### WHAT YOU WILL DO
Without the images, output each record below as it stands.
(EXERCISE INPUTS begins)
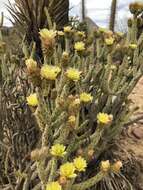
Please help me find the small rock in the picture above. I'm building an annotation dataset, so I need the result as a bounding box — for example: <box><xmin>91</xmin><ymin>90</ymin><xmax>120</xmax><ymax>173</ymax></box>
<box><xmin>132</xmin><ymin>128</ymin><xmax>143</xmax><ymax>139</ymax></box>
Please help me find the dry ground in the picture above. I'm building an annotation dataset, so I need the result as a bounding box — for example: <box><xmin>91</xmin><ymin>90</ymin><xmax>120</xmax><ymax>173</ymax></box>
<box><xmin>114</xmin><ymin>77</ymin><xmax>143</xmax><ymax>190</ymax></box>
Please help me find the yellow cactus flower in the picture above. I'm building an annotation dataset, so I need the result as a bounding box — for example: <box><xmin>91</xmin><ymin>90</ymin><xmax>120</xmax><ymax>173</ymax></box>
<box><xmin>116</xmin><ymin>32</ymin><xmax>124</xmax><ymax>37</ymax></box>
<box><xmin>74</xmin><ymin>41</ymin><xmax>85</xmax><ymax>52</ymax></box>
<box><xmin>73</xmin><ymin>156</ymin><xmax>87</xmax><ymax>172</ymax></box>
<box><xmin>99</xmin><ymin>27</ymin><xmax>107</xmax><ymax>33</ymax></box>
<box><xmin>66</xmin><ymin>68</ymin><xmax>81</xmax><ymax>81</ymax></box>
<box><xmin>60</xmin><ymin>162</ymin><xmax>77</xmax><ymax>178</ymax></box>
<box><xmin>25</xmin><ymin>58</ymin><xmax>37</xmax><ymax>72</ymax></box>
<box><xmin>26</xmin><ymin>93</ymin><xmax>38</xmax><ymax>107</ymax></box>
<box><xmin>68</xmin><ymin>115</ymin><xmax>76</xmax><ymax>128</ymax></box>
<box><xmin>111</xmin><ymin>161</ymin><xmax>122</xmax><ymax>173</ymax></box>
<box><xmin>68</xmin><ymin>115</ymin><xmax>76</xmax><ymax>123</ymax></box>
<box><xmin>80</xmin><ymin>93</ymin><xmax>93</xmax><ymax>103</ymax></box>
<box><xmin>76</xmin><ymin>31</ymin><xmax>86</xmax><ymax>38</ymax></box>
<box><xmin>57</xmin><ymin>31</ymin><xmax>64</xmax><ymax>36</ymax></box>
<box><xmin>39</xmin><ymin>29</ymin><xmax>56</xmax><ymax>55</ymax></box>
<box><xmin>39</xmin><ymin>29</ymin><xmax>56</xmax><ymax>40</ymax></box>
<box><xmin>62</xmin><ymin>52</ymin><xmax>69</xmax><ymax>62</ymax></box>
<box><xmin>105</xmin><ymin>37</ymin><xmax>114</xmax><ymax>46</ymax></box>
<box><xmin>129</xmin><ymin>43</ymin><xmax>137</xmax><ymax>50</ymax></box>
<box><xmin>62</xmin><ymin>51</ymin><xmax>69</xmax><ymax>58</ymax></box>
<box><xmin>46</xmin><ymin>182</ymin><xmax>62</xmax><ymax>190</ymax></box>
<box><xmin>100</xmin><ymin>160</ymin><xmax>110</xmax><ymax>172</ymax></box>
<box><xmin>97</xmin><ymin>112</ymin><xmax>113</xmax><ymax>125</ymax></box>
<box><xmin>50</xmin><ymin>144</ymin><xmax>66</xmax><ymax>157</ymax></box>
<box><xmin>41</xmin><ymin>65</ymin><xmax>61</xmax><ymax>80</ymax></box>
<box><xmin>64</xmin><ymin>26</ymin><xmax>72</xmax><ymax>33</ymax></box>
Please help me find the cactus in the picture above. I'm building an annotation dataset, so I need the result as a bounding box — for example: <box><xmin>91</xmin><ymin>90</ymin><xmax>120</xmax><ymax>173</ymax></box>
<box><xmin>109</xmin><ymin>0</ymin><xmax>117</xmax><ymax>31</ymax></box>
<box><xmin>1</xmin><ymin>2</ymin><xmax>143</xmax><ymax>190</ymax></box>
(EXERCISE INPUTS ends)
### YOUR SOLUTION
Please help me find the small rock in the picture above. I'm building an annotation dataset, so I need the result as a bounding box — for example: <box><xmin>91</xmin><ymin>90</ymin><xmax>120</xmax><ymax>173</ymax></box>
<box><xmin>132</xmin><ymin>128</ymin><xmax>143</xmax><ymax>139</ymax></box>
Please help me find the dry ground in the picture above. I'm building an annotation dataset, so I need the result as a bounding box — for example: <box><xmin>91</xmin><ymin>90</ymin><xmax>120</xmax><ymax>173</ymax></box>
<box><xmin>114</xmin><ymin>77</ymin><xmax>143</xmax><ymax>190</ymax></box>
Please help me find the yellow cactus flower in the picture above. I'm building an annotation dataset, so I need the result as a bounding box — for example: <box><xmin>91</xmin><ymin>90</ymin><xmax>120</xmax><ymax>173</ymax></box>
<box><xmin>116</xmin><ymin>32</ymin><xmax>124</xmax><ymax>37</ymax></box>
<box><xmin>74</xmin><ymin>41</ymin><xmax>85</xmax><ymax>52</ymax></box>
<box><xmin>73</xmin><ymin>156</ymin><xmax>87</xmax><ymax>172</ymax></box>
<box><xmin>99</xmin><ymin>27</ymin><xmax>107</xmax><ymax>33</ymax></box>
<box><xmin>66</xmin><ymin>68</ymin><xmax>81</xmax><ymax>81</ymax></box>
<box><xmin>60</xmin><ymin>162</ymin><xmax>77</xmax><ymax>178</ymax></box>
<box><xmin>25</xmin><ymin>58</ymin><xmax>37</xmax><ymax>72</ymax></box>
<box><xmin>26</xmin><ymin>93</ymin><xmax>38</xmax><ymax>107</ymax></box>
<box><xmin>68</xmin><ymin>115</ymin><xmax>76</xmax><ymax>128</ymax></box>
<box><xmin>111</xmin><ymin>161</ymin><xmax>122</xmax><ymax>173</ymax></box>
<box><xmin>68</xmin><ymin>115</ymin><xmax>76</xmax><ymax>123</ymax></box>
<box><xmin>80</xmin><ymin>93</ymin><xmax>93</xmax><ymax>103</ymax></box>
<box><xmin>76</xmin><ymin>31</ymin><xmax>86</xmax><ymax>38</ymax></box>
<box><xmin>57</xmin><ymin>31</ymin><xmax>64</xmax><ymax>36</ymax></box>
<box><xmin>39</xmin><ymin>29</ymin><xmax>56</xmax><ymax>55</ymax></box>
<box><xmin>39</xmin><ymin>29</ymin><xmax>56</xmax><ymax>40</ymax></box>
<box><xmin>62</xmin><ymin>52</ymin><xmax>69</xmax><ymax>62</ymax></box>
<box><xmin>105</xmin><ymin>37</ymin><xmax>114</xmax><ymax>46</ymax></box>
<box><xmin>129</xmin><ymin>43</ymin><xmax>137</xmax><ymax>50</ymax></box>
<box><xmin>62</xmin><ymin>51</ymin><xmax>69</xmax><ymax>58</ymax></box>
<box><xmin>46</xmin><ymin>182</ymin><xmax>62</xmax><ymax>190</ymax></box>
<box><xmin>100</xmin><ymin>160</ymin><xmax>110</xmax><ymax>172</ymax></box>
<box><xmin>97</xmin><ymin>112</ymin><xmax>113</xmax><ymax>125</ymax></box>
<box><xmin>50</xmin><ymin>144</ymin><xmax>66</xmax><ymax>157</ymax></box>
<box><xmin>41</xmin><ymin>65</ymin><xmax>61</xmax><ymax>80</ymax></box>
<box><xmin>64</xmin><ymin>26</ymin><xmax>72</xmax><ymax>33</ymax></box>
Please help me find the cactus in the picture above. I'm building an annotation dataset, so I need the result as a bounding box — for example: <box><xmin>91</xmin><ymin>90</ymin><xmax>120</xmax><ymax>173</ymax></box>
<box><xmin>109</xmin><ymin>0</ymin><xmax>117</xmax><ymax>31</ymax></box>
<box><xmin>1</xmin><ymin>2</ymin><xmax>143</xmax><ymax>190</ymax></box>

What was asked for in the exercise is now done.